Extracted data below:

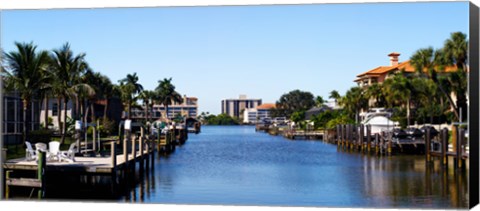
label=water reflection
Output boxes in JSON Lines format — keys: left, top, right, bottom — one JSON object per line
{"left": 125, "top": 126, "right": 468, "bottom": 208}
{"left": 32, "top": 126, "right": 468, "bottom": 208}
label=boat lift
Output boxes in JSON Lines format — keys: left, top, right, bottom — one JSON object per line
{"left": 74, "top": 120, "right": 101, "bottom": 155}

End of Extracted data.
Extracted data below:

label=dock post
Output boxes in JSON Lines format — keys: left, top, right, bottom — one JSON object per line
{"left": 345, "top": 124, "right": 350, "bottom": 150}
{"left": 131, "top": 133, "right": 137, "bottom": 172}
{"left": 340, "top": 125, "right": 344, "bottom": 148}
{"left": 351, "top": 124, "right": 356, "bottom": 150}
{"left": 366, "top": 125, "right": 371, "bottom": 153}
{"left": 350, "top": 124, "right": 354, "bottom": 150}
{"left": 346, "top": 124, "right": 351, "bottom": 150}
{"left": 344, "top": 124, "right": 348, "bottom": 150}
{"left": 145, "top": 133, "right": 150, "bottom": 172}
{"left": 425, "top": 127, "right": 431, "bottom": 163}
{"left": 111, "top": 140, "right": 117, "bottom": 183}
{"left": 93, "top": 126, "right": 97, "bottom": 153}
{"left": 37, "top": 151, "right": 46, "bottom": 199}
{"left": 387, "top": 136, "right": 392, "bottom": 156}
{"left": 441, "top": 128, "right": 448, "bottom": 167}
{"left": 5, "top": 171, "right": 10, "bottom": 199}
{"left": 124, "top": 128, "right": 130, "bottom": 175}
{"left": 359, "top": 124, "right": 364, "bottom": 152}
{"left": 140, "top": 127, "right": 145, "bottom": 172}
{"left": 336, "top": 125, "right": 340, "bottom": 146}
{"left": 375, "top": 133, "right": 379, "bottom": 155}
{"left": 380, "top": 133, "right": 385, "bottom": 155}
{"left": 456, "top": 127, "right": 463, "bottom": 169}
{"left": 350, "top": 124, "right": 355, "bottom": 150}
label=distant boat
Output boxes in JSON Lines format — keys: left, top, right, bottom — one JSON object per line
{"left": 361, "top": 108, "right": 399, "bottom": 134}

End of Extracted data.
Extracted data below:

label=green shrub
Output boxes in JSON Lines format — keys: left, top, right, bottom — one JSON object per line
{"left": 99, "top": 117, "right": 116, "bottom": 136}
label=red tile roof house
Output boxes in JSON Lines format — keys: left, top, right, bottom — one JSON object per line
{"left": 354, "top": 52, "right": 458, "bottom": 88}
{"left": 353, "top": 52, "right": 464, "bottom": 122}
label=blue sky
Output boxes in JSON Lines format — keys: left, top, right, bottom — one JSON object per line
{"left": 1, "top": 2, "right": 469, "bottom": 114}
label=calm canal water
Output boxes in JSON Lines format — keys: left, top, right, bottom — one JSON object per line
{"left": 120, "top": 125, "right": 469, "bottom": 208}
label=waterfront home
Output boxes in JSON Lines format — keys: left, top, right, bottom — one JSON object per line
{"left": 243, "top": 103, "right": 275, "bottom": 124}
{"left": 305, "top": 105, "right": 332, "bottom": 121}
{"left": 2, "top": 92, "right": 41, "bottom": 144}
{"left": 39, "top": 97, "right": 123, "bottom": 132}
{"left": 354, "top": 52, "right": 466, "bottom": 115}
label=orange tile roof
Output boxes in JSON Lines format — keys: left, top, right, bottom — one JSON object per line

End of Extracted data.

Aim of the exercise> Show a copy of each line from the records above in which the string "roof" occurs.

Expected answer>
label=red tile roof house
label=orange tile roof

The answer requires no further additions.